» Short exercise 1:
Render everything in the listing below, from the line containing "Where can you spot the chive" down through the final line of the listing, as a Markdown table with the columns "Row" and "Line". Number each row and omit blank lines.

# Start of Page excerpt

How to create your UNESCO status of great albeit largely unread world-class writer and thrive in the heart of the Communist State

October, 2010

  1. How to create your UNESCO status of great albeit largely unread world-class writer and thrive in the heart of the Communist State

    October 25, 2010 by Christopher Buxton

    Historical fiction – a great hiding place for Emilian Stanev

    What would you do? You’re an ambitious erudite writer, you’ve got progressive ideas. You have a quick sympathetic imagination. Just as your short stories are beginning to make an impact, the Communists take over your country.

    You’re not a party member, but someone likes your work. You are not dispatched to break rocks like Dimitur Talev. You’re invited to join the Party. You’re given a dream job managing a hunting estate for privileged comrades who enjoy shooting animals. You like hunting. Why not? It must beat your previous job working for the Sofia Town Hall.

    Your short story The Peach Thief is turned into a film designed to boost Bulgaria’s reputation. It wins enthusiastic plaudits throughout international film festivals. It’s comfortably historical. It is set at the time of the First World War. It is the moving story of a love affair between a Serbian Prisoner of War and the repressed Bulgarian wife of the camp commandant – it establishes your broad internationalist humanist principles. It carries appropriate messages about the evils of imperialist war and the hierarchical sexist class system. The Bulgarian government is keen to bask in your success and you are rewarded. You are made a hero of Socialist Labour.

    You become a Representative in the Communist parliament. It’s expected of you. You represent Dimitrovgrad – ironically the birthplace of the suicidal alcoholic Communist poet, Penyo Penev. You try to take the job seriously, but complain privately of its absurdity, joining in unanimous vote after unanimous vote as required by the Party hierarchy. Anyway you’ve now written Ivan Kondarev – a novel about the 1923 uprising of Peasants against the right wing Tsar’s government. You’ve paid your dues, re-representing recent history to order. You get the Georgi Dimitrov award.

    You’re now over sixty. It’s me-time – time to express all your insights; time to write the great Bulgarian novel. You could be the Bulgaria’s first Nobel laureate. Hell, in neighbouring Greece, Kazantsakis showed you the way. You’ve read Nietzsche too. You’ve got something to say about living in a Godless Universe. But can you get it past the Bulgarian censor?

# End of Page excerpt
# Start of Data

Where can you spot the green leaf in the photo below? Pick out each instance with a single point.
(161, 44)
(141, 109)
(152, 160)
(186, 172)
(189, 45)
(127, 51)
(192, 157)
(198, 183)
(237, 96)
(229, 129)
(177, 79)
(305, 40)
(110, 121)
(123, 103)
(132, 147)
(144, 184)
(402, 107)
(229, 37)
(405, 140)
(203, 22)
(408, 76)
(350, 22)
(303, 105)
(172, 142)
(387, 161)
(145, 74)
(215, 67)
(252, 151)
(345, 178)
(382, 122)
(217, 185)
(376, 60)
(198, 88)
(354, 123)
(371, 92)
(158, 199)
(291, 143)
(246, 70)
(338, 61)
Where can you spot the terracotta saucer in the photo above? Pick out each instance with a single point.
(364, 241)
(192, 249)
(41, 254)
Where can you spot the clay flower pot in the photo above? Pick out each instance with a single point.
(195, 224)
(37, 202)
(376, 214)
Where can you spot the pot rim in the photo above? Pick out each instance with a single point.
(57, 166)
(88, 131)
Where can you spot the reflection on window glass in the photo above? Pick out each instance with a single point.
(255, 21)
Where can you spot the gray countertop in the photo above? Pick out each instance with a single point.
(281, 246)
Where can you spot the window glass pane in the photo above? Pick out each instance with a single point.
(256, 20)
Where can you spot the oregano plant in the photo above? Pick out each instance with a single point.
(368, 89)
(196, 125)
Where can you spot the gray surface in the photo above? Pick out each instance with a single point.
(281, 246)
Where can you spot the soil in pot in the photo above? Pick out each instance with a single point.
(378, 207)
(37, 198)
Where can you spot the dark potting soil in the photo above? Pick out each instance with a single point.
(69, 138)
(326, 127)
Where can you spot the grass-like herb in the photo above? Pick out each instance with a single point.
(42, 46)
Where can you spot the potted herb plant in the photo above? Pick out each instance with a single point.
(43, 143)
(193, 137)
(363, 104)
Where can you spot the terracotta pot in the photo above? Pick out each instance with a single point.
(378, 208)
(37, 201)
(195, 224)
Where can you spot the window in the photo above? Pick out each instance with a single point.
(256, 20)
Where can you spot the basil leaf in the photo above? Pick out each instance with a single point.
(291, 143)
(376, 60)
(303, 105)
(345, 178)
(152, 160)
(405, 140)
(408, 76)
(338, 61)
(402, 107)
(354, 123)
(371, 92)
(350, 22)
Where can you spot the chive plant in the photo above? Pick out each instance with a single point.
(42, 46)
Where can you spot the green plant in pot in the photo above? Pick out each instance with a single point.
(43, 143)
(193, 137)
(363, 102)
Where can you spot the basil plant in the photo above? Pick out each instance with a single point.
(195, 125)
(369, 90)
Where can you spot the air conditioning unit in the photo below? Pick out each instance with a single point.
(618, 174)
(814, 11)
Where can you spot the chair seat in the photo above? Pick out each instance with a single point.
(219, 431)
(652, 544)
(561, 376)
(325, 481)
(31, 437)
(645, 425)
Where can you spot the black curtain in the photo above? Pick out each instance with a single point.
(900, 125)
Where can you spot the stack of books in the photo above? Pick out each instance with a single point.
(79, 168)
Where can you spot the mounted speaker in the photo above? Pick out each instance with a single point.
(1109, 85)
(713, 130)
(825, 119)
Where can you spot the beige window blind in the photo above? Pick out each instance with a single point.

# End of Data

» Short exercise 2:
Return, word for word, everything in the essay on Emilian Stanev from "1. How to create" down to "over your country.".

» Full output 1:
| Row | Line |
|---|---|
| 1 | Where can you spot the chive plant in the photo above? Pick out each instance with a single point. |
| 2 | (42, 46) |
| 3 | Where can you spot the green plant in pot in the photo above? Pick out each instance with a single point. |
| 4 | (43, 143) |
| 5 | (193, 137) |
| 6 | (363, 102) |
| 7 | Where can you spot the basil plant in the photo above? Pick out each instance with a single point. |
| 8 | (195, 125) |
| 9 | (369, 90) |
| 10 | Where can you spot the air conditioning unit in the photo below? Pick out each instance with a single point. |
| 11 | (618, 174) |
| 12 | (814, 11) |
| 13 | Where can you spot the chair seat in the photo above? Pick out each instance with a single point. |
| 14 | (219, 431) |
| 15 | (652, 544) |
| 16 | (561, 376) |
| 17 | (325, 481) |
| 18 | (31, 437) |
| 19 | (645, 425) |
| 20 | Where can you spot the black curtain in the photo above? Pick out each instance with a single point. |
| 21 | (900, 125) |
| 22 | Where can you spot the stack of books in the photo above? Pick out each instance with a single point. |
| 23 | (79, 168) |
| 24 | Where can you spot the mounted speaker in the photo above? Pick out each instance with a single point. |
| 25 | (1109, 85) |
| 26 | (713, 130) |
| 27 | (825, 119) |
| 28 | Where can you spot the beige window blind in the photo above? Pick out each instance with a single point. |

» Full output 2:
1. How to create your UNESCO status of great albeit largely unread world-class writer and thrive in the heart of the Communist State

    October 25, 2010 by Christopher Buxton

    Historical fiction – a great hiding place for Emilian Stanev

    What would you do? You’re an ambitious erudite writer, you’ve got progressive ideas. You have a quick sympathetic imagination. Just as your short stories are beginning to make an impact, the Communists take over your country.